DATA PROVIDED:
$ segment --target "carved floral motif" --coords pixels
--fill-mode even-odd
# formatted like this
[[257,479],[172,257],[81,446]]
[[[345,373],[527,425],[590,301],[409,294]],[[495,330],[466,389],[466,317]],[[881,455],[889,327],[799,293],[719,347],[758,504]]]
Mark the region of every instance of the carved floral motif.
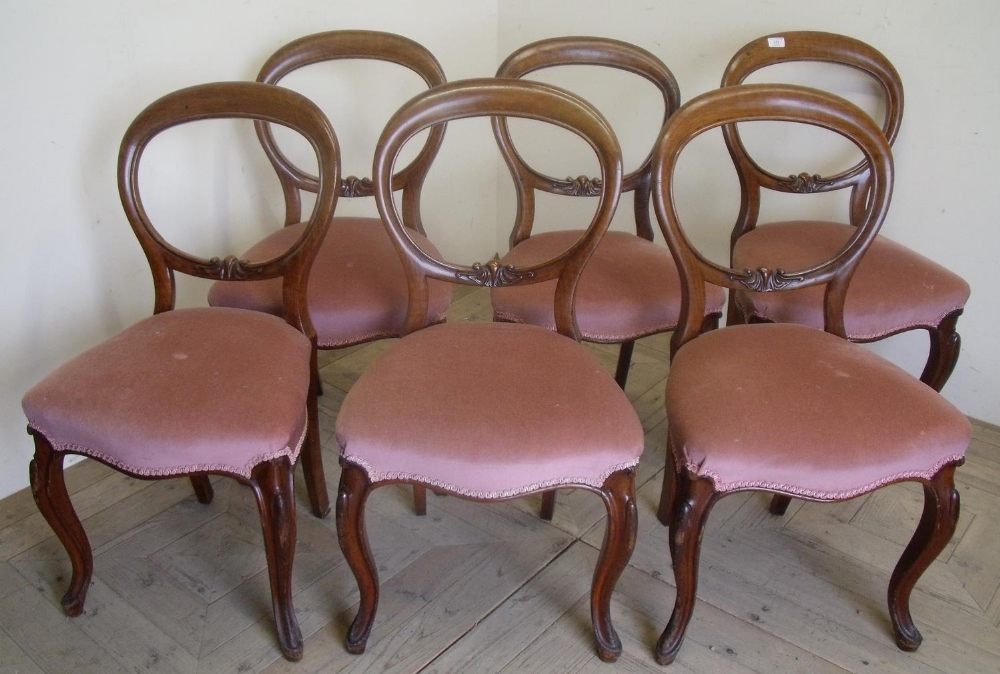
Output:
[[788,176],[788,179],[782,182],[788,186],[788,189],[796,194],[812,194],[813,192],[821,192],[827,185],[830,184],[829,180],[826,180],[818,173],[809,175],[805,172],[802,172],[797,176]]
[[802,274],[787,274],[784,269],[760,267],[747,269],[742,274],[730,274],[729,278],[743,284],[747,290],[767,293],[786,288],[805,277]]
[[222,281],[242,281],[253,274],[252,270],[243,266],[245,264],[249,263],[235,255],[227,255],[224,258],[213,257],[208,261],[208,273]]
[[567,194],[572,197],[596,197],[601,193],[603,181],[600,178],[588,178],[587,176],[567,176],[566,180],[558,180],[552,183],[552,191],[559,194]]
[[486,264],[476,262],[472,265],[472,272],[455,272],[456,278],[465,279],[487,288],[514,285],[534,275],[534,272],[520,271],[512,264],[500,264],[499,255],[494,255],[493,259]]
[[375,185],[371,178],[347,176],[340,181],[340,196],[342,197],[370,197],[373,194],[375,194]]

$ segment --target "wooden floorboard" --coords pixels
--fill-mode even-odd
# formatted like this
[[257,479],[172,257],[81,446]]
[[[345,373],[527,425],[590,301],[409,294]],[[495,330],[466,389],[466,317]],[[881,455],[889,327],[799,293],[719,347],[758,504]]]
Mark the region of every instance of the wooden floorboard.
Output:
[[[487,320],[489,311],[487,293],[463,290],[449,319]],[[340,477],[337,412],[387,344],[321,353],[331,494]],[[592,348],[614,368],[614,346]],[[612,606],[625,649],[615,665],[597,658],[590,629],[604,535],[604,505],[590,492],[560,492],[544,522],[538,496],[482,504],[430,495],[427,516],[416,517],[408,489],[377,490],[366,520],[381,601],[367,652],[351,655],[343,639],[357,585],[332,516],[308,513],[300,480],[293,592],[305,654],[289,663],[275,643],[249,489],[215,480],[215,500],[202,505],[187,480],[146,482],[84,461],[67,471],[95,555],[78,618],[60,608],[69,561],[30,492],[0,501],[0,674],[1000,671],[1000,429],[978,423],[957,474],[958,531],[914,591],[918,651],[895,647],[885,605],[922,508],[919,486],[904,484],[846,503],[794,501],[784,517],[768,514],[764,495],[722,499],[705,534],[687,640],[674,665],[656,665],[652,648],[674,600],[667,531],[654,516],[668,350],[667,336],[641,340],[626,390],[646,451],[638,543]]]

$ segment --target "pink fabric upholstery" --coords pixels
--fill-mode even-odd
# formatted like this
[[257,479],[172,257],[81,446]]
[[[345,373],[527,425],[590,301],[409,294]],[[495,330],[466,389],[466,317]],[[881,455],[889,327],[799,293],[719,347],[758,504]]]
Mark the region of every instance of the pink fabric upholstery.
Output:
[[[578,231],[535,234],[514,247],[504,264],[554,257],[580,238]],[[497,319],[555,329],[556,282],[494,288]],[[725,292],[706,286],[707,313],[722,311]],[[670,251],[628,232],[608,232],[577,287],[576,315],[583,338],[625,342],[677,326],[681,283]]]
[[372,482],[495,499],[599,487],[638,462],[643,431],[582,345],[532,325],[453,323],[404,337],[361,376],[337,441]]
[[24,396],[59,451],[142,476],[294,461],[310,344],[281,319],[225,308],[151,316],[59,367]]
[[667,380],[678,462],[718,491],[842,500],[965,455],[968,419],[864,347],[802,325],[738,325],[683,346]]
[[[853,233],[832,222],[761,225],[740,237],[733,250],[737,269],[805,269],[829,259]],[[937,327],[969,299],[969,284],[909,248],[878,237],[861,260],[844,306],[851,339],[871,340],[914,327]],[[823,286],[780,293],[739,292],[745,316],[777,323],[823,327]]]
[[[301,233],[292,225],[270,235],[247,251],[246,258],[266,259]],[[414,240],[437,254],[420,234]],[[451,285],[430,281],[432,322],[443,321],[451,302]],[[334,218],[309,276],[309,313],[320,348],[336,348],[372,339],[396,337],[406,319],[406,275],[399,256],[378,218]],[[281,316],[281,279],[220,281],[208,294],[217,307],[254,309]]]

EXERCISE: The answer must be every line of the entries that includes the word "pixels".

SOLUTION BELOW:
$ segment --target "carved floral motif" --coords pixels
$ segment --target "wooden floorboard" --coords pixels
$ segment --target "pink fabric upholstery" --coords pixels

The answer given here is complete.